## begin Raw records
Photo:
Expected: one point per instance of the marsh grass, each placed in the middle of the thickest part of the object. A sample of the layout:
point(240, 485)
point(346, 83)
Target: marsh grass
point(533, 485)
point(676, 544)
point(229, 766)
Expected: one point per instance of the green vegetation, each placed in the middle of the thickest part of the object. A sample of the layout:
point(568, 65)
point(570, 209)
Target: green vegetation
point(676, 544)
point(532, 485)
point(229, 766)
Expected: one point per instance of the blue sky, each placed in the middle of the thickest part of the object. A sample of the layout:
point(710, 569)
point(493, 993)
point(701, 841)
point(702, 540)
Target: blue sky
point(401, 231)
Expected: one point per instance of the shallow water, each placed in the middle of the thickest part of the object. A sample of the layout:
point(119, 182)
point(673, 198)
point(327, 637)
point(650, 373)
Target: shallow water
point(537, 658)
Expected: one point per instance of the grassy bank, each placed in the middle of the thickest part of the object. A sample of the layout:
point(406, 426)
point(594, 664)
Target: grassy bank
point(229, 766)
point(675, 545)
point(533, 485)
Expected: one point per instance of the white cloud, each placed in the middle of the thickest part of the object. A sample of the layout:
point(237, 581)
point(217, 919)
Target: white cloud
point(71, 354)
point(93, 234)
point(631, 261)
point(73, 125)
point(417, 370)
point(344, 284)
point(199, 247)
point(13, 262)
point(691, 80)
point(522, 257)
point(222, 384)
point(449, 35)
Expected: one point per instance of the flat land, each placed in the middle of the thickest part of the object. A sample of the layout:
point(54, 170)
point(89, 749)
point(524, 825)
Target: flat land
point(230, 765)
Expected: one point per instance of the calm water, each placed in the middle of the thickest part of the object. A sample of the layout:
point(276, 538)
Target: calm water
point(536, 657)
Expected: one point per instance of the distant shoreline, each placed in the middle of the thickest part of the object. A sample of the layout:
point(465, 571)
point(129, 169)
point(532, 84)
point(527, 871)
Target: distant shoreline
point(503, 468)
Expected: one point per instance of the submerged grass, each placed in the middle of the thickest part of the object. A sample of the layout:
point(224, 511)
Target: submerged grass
## end Raw records
▶ What you are asked to do
Put every line above into a Markdown table with the columns Row and Line. Number the rows in order and skip any blank lines.

▶ Response
| Row | Line |
|---|---|
| 1 | Photo: |
| 2 | Expected: one point per instance of the marsh grass, each placed in the middle of the thickest part of the object. A sample of the layout: |
| 3 | point(240, 485) |
| 4 | point(346, 83) |
| 5 | Target: marsh grass |
| 6 | point(533, 485) |
| 7 | point(676, 544) |
| 8 | point(229, 766) |
| 9 | Expected: one point per instance of the green vegetation, each placed in the middle of the thickest part of the object. A sample of the layout: |
| 10 | point(568, 65) |
| 11 | point(570, 209) |
| 12 | Target: green vegetation |
| 13 | point(676, 544) |
| 14 | point(532, 485) |
| 15 | point(229, 766) |
| 16 | Expected: one point per instance of the blue sky, each placed in the middle of the thickest part of the object. A sample of the layout: |
| 17 | point(710, 569) |
| 18 | point(493, 993) |
| 19 | point(701, 841) |
| 20 | point(702, 540) |
| 21 | Target: blue sky |
| 22 | point(401, 231) |
| 23 | Expected: one point per instance of the shallow water, each placed in the middle of the thickest part of the object. A sample of the layout: |
| 24 | point(119, 182) |
| 25 | point(673, 198) |
| 26 | point(327, 637) |
| 27 | point(650, 373) |
| 28 | Target: shallow water |
| 29 | point(537, 658) |
| 30 | Expected: one point per instance of the grassy bank, each placed in the middle of the thickest part of the object. A sample of the layout: |
| 31 | point(406, 426) |
| 32 | point(594, 664) |
| 33 | Target: grassy bank |
| 34 | point(229, 766) |
| 35 | point(675, 545) |
| 36 | point(533, 485) |
| 37 | Expected: one point per instance of the white cloud, each placed in the middle of the thickest part of the object. A sample of the layout: |
| 38 | point(237, 581) |
| 39 | point(217, 919) |
| 40 | Target: white cloud |
| 41 | point(71, 354) |
| 42 | point(93, 234) |
| 43 | point(631, 261) |
| 44 | point(73, 125) |
| 45 | point(417, 370) |
| 46 | point(344, 284) |
| 47 | point(199, 247) |
| 48 | point(13, 262) |
| 49 | point(691, 80) |
| 50 | point(522, 257) |
| 51 | point(222, 384) |
| 52 | point(449, 35) |
| 53 | Expected: one point per instance of the flat land, each placed in the middle of the thickest part of the object. A sample of the layout: |
| 54 | point(54, 170) |
| 55 | point(89, 749) |
| 56 | point(524, 825) |
| 57 | Target: flat land |
| 58 | point(230, 765) |
| 59 | Expected: one point per instance of the calm water, each placed in the middle of the thickest part of the object. A sample of the layout: |
| 60 | point(276, 538) |
| 61 | Target: calm water |
| 62 | point(536, 657) |
| 63 | Expected: one point per instance of the distant shoreline, each placed in the middle of the thickest part of the object. A sample of the layout: |
| 64 | point(465, 571) |
| 65 | point(129, 169) |
| 66 | point(532, 84) |
| 67 | point(527, 871) |
| 68 | Target: distant shoreline |
| 69 | point(503, 468) |
| 70 | Expected: one point per instance of the submerged grass, each placed in the middle of the thickest part of the object. A sample of the layout: |
| 71 | point(224, 511) |
| 72 | Target: submerged grass |